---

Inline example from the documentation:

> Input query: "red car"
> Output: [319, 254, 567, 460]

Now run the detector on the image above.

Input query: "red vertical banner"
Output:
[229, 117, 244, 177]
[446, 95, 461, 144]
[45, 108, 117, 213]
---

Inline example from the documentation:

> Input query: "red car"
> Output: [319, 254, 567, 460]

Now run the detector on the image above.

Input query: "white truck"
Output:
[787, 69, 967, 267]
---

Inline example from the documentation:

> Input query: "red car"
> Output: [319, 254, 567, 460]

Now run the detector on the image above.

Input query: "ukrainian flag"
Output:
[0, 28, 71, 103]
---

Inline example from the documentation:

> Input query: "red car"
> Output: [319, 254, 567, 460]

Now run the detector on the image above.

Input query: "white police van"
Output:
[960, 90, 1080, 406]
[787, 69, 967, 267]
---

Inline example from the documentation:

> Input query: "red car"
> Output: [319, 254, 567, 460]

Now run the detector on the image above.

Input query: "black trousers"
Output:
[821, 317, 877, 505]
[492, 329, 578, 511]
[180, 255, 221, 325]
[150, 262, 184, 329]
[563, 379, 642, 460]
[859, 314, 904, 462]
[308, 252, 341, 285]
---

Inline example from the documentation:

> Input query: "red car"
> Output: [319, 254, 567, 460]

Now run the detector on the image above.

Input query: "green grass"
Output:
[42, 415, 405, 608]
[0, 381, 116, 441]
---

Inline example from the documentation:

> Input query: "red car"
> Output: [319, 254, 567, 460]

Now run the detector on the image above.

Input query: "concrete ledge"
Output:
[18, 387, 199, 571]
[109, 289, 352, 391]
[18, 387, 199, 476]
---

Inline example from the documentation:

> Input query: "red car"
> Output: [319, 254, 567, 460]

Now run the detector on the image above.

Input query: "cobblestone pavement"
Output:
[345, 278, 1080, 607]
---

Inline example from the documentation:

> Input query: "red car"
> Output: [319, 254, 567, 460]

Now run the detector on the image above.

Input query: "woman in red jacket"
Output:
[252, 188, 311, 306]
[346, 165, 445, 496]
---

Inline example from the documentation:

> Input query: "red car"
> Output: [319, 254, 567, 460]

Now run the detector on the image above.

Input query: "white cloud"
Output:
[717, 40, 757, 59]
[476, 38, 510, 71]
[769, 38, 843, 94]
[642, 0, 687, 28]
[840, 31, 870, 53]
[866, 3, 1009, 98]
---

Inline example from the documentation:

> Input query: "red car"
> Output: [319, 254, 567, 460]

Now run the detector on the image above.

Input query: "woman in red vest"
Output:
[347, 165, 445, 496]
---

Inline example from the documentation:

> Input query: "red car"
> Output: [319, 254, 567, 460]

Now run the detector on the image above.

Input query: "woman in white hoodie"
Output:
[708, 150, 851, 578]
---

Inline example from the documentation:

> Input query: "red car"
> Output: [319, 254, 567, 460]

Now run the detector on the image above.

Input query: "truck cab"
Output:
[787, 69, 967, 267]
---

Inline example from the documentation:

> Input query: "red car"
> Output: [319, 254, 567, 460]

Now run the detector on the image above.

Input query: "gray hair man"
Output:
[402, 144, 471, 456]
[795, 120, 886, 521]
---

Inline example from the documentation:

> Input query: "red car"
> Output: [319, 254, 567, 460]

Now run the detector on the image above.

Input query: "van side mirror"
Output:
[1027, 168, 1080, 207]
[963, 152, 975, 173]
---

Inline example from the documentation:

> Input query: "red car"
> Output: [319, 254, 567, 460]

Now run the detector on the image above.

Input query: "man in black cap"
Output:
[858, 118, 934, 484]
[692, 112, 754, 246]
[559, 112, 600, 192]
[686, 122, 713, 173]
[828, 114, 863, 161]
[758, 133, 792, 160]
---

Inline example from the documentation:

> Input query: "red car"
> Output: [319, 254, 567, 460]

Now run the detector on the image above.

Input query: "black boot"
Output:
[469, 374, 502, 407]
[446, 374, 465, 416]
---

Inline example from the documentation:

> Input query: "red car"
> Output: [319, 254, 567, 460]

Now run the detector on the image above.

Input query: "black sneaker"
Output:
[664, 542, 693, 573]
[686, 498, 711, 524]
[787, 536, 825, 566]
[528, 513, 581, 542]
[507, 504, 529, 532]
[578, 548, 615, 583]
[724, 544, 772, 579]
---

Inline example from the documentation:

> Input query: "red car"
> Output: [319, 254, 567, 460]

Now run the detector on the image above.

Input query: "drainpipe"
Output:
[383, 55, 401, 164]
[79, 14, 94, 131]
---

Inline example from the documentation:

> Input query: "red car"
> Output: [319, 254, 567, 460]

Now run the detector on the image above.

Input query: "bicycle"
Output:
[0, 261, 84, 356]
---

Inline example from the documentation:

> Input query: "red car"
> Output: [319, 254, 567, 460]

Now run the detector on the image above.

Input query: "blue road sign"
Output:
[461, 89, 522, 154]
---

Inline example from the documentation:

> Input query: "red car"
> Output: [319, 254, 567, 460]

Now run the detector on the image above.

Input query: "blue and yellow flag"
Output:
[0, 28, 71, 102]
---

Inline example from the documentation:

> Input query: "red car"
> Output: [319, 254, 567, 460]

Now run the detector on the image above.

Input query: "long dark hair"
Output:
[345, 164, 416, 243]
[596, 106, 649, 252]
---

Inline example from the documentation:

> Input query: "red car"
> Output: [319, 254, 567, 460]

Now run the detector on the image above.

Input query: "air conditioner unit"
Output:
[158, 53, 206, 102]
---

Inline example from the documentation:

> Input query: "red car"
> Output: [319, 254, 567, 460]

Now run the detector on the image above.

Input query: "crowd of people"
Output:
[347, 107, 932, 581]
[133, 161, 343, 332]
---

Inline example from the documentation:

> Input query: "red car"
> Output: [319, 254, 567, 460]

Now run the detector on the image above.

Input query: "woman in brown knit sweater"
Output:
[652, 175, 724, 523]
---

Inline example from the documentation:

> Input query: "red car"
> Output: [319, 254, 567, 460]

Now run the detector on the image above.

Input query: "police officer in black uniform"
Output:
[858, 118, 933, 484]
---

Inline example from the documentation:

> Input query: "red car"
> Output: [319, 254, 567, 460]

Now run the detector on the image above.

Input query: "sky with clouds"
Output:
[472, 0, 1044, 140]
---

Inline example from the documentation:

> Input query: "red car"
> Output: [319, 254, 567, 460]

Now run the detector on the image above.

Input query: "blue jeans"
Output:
****************
Rescale the stretch from the start of the records through the line containing "[45, 108, 117, 213]": repeat every line, requests included, and multiply each bounding-box coordinate in the answers by 1.9, rounding to whole numbers with halves going up. Numbers inside the requests stay as they are.

__Exercise solution__.
---

Inline example from the documentation:

> Input query: "red car"
> Output: [319, 254, 567, 460]

Now run the detector on the image above.

Input query: "red vertical banner"
Output:
[435, 222, 464, 336]
[847, 181, 876, 274]
[86, 205, 222, 405]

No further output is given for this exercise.